How many lines in the records below contain the word "halter"? Reply with the count alone.

AVAILABLE RECORDS:
------------------------------------------------

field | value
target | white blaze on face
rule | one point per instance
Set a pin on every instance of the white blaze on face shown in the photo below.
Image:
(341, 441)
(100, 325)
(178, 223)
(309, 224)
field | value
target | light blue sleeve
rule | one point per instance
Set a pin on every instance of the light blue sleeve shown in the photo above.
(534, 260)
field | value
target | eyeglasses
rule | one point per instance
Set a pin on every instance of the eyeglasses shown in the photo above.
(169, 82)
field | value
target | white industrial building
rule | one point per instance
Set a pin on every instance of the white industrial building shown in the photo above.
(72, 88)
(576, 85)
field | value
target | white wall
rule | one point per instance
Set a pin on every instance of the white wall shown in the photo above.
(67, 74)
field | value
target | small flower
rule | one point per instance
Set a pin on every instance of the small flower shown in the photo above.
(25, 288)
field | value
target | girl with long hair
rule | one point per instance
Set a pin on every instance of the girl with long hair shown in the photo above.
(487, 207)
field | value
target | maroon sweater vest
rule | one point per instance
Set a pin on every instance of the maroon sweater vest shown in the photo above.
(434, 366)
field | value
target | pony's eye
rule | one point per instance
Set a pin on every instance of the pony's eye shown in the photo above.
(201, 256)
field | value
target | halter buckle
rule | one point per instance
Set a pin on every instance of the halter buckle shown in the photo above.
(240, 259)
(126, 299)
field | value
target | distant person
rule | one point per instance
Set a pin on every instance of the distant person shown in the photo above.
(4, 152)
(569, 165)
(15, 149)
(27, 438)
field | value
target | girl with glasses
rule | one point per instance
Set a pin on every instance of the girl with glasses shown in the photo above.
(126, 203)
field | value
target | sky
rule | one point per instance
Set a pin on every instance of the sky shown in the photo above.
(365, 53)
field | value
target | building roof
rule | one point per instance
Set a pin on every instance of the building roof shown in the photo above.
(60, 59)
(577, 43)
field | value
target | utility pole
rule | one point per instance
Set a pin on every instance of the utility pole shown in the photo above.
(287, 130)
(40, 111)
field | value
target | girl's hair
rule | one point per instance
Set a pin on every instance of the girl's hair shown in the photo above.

------------------------------------------------

RESPONSE: 2